** Exercise aim **
What lines in the entries below contain the word "wheat"? Copy all of them.

** Data under study **
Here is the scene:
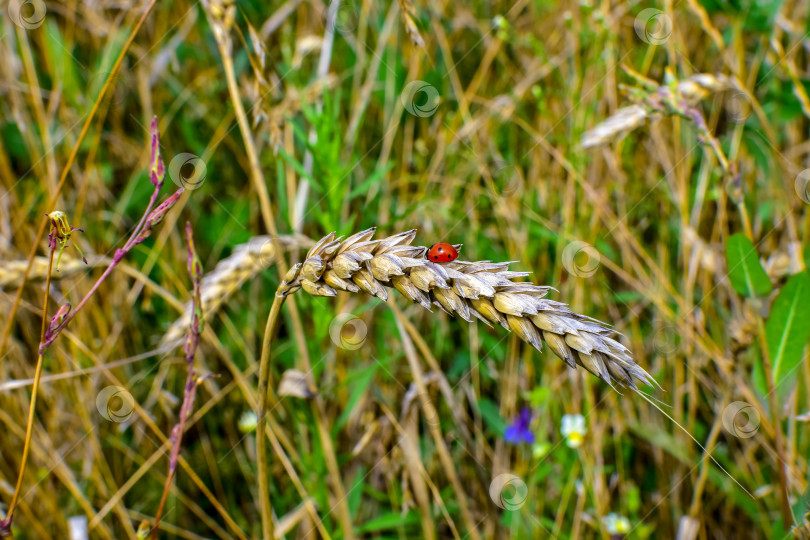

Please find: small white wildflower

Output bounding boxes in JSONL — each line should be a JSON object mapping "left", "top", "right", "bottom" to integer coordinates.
{"left": 560, "top": 413, "right": 586, "bottom": 448}
{"left": 602, "top": 512, "right": 631, "bottom": 535}
{"left": 492, "top": 15, "right": 507, "bottom": 29}
{"left": 238, "top": 411, "right": 258, "bottom": 433}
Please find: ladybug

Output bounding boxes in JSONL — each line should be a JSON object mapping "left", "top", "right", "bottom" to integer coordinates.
{"left": 427, "top": 242, "right": 459, "bottom": 263}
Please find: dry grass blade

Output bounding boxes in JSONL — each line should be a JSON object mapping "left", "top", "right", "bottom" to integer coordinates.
{"left": 280, "top": 228, "right": 654, "bottom": 388}
{"left": 162, "top": 234, "right": 309, "bottom": 345}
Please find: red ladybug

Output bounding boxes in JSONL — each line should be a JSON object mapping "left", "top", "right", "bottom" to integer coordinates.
{"left": 427, "top": 243, "right": 459, "bottom": 263}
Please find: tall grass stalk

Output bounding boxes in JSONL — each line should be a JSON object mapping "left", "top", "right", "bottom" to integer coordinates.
{"left": 1, "top": 244, "right": 53, "bottom": 533}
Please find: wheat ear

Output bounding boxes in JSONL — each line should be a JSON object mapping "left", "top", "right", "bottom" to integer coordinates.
{"left": 0, "top": 255, "right": 105, "bottom": 289}
{"left": 162, "top": 234, "right": 309, "bottom": 345}
{"left": 278, "top": 228, "right": 654, "bottom": 388}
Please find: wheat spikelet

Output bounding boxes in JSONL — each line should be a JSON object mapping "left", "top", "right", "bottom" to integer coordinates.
{"left": 162, "top": 234, "right": 309, "bottom": 345}
{"left": 278, "top": 228, "right": 654, "bottom": 388}
{"left": 398, "top": 0, "right": 425, "bottom": 47}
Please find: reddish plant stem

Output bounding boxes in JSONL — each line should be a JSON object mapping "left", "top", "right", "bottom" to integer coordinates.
{"left": 38, "top": 185, "right": 180, "bottom": 353}
{"left": 151, "top": 223, "right": 204, "bottom": 539}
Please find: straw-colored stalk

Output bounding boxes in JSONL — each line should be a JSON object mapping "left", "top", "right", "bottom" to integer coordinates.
{"left": 278, "top": 227, "right": 653, "bottom": 389}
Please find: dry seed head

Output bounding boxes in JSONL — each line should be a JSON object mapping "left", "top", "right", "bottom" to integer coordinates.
{"left": 282, "top": 228, "right": 654, "bottom": 388}
{"left": 581, "top": 73, "right": 732, "bottom": 148}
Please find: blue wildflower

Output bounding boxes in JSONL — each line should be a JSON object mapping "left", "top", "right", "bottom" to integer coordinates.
{"left": 505, "top": 407, "right": 535, "bottom": 445}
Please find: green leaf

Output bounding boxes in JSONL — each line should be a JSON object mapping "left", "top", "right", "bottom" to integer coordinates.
{"left": 766, "top": 273, "right": 810, "bottom": 396}
{"left": 355, "top": 511, "right": 420, "bottom": 533}
{"left": 751, "top": 348, "right": 768, "bottom": 397}
{"left": 725, "top": 234, "right": 772, "bottom": 297}
{"left": 477, "top": 398, "right": 508, "bottom": 434}
{"left": 347, "top": 466, "right": 366, "bottom": 519}
{"left": 348, "top": 162, "right": 394, "bottom": 199}
{"left": 335, "top": 362, "right": 378, "bottom": 430}
{"left": 276, "top": 147, "right": 323, "bottom": 193}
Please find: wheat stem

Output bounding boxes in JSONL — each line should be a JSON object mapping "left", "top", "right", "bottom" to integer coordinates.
{"left": 257, "top": 292, "right": 286, "bottom": 540}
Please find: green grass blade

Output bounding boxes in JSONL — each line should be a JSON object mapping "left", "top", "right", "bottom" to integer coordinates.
{"left": 766, "top": 272, "right": 810, "bottom": 398}
{"left": 725, "top": 234, "right": 772, "bottom": 297}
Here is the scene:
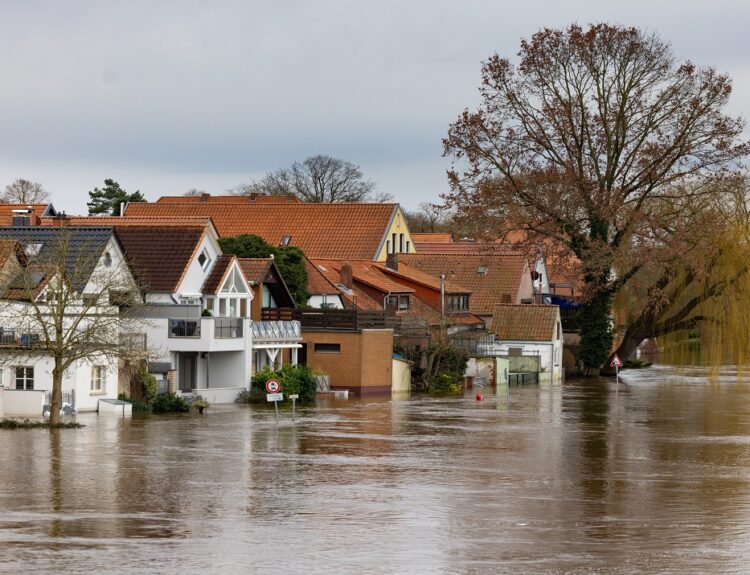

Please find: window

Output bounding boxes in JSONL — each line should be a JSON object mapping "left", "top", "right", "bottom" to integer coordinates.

** Task output **
Please find: wheat ear
Please find: wheat spikelet
Please find: wheat stem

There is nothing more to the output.